PROBLEM:
Set down the records below in full, exactly as they read.

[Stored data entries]
***

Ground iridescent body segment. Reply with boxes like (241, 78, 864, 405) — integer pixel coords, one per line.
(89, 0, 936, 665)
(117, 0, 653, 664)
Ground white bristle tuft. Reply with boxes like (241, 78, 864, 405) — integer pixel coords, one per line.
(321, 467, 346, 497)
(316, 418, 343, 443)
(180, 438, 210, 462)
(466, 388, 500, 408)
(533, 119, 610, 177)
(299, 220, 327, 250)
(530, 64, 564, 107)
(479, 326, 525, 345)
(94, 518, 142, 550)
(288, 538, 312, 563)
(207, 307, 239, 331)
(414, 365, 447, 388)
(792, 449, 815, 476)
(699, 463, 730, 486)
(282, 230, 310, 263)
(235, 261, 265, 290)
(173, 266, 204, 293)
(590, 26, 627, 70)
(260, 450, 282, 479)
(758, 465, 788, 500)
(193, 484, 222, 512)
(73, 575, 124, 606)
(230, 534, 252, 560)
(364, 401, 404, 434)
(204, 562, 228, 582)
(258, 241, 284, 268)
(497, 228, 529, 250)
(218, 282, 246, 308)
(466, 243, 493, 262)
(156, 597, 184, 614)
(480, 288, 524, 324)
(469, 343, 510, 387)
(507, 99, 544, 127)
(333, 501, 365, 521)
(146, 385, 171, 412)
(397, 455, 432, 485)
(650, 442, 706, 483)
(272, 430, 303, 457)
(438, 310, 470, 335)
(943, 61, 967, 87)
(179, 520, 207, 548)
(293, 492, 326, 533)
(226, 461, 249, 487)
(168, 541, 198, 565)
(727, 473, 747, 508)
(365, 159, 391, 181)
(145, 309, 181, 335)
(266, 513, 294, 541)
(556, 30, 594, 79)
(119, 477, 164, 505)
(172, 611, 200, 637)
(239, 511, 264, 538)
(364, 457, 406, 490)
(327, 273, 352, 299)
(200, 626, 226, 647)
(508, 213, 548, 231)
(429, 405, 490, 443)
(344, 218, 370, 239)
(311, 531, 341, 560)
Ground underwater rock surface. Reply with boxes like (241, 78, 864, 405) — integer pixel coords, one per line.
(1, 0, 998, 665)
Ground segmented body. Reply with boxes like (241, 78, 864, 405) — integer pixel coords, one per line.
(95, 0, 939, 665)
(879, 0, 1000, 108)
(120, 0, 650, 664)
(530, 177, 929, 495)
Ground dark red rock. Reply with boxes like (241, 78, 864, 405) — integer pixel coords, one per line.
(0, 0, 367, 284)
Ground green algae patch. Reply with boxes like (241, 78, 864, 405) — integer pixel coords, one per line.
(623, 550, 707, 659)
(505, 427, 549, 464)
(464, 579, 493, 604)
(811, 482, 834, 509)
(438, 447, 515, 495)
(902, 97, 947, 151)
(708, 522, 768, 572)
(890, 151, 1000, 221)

***

FINISHED TASK:
Ground iridescent body segment. Reply with boxes like (241, 78, 864, 405) — integer pixel coords, one per line.
(89, 0, 936, 665)
(117, 0, 653, 664)
Ground white bristle tuft. Reply with boxes like (241, 78, 864, 405) — integer pixel coords, one per line.
(321, 467, 346, 497)
(316, 418, 343, 443)
(180, 438, 210, 462)
(466, 388, 500, 408)
(533, 119, 610, 177)
(299, 220, 327, 250)
(530, 64, 564, 107)
(479, 326, 525, 345)
(94, 518, 142, 550)
(288, 538, 312, 563)
(207, 307, 239, 331)
(414, 365, 447, 388)
(792, 449, 815, 476)
(699, 463, 730, 486)
(282, 230, 310, 263)
(235, 261, 265, 290)
(173, 266, 204, 293)
(590, 26, 627, 70)
(260, 450, 282, 479)
(758, 465, 788, 500)
(193, 484, 222, 512)
(73, 575, 124, 606)
(230, 534, 252, 560)
(364, 401, 404, 434)
(204, 562, 228, 582)
(258, 241, 284, 268)
(497, 228, 529, 250)
(218, 282, 246, 308)
(466, 243, 493, 262)
(156, 597, 184, 614)
(480, 288, 524, 324)
(469, 343, 510, 387)
(507, 99, 544, 127)
(333, 501, 365, 521)
(146, 385, 171, 412)
(397, 455, 432, 485)
(650, 442, 706, 483)
(272, 430, 303, 457)
(438, 310, 470, 335)
(943, 61, 967, 87)
(179, 520, 207, 548)
(293, 492, 326, 533)
(226, 461, 249, 487)
(168, 541, 198, 565)
(727, 473, 747, 508)
(365, 159, 391, 181)
(145, 309, 181, 335)
(266, 513, 294, 541)
(556, 30, 594, 79)
(119, 477, 164, 505)
(172, 611, 200, 637)
(239, 511, 264, 538)
(364, 457, 406, 490)
(327, 273, 352, 299)
(200, 626, 226, 647)
(508, 213, 548, 231)
(429, 405, 490, 443)
(344, 218, 370, 239)
(311, 531, 341, 560)
Ground underwater rock surface. Reply with boxes like (241, 78, 864, 405) — integer pixel coords, one per line.
(1, 0, 998, 665)
Ground segmented body. Reply with boxes like (241, 78, 864, 405) — integer pixel coords, one per line.
(95, 0, 939, 665)
(879, 0, 1000, 108)
(120, 0, 650, 664)
(530, 177, 929, 495)
Ground dark red rock. Reply with boxes like (241, 78, 864, 405) — integer pixel coords, one per line.
(0, 0, 367, 284)
Ground green algae patch. Reply with boxes like (241, 78, 864, 405) — integer pixel coords, one per line.
(623, 550, 707, 659)
(505, 427, 549, 464)
(464, 579, 493, 604)
(811, 482, 834, 509)
(438, 447, 515, 495)
(902, 97, 947, 151)
(708, 522, 768, 572)
(890, 151, 1000, 221)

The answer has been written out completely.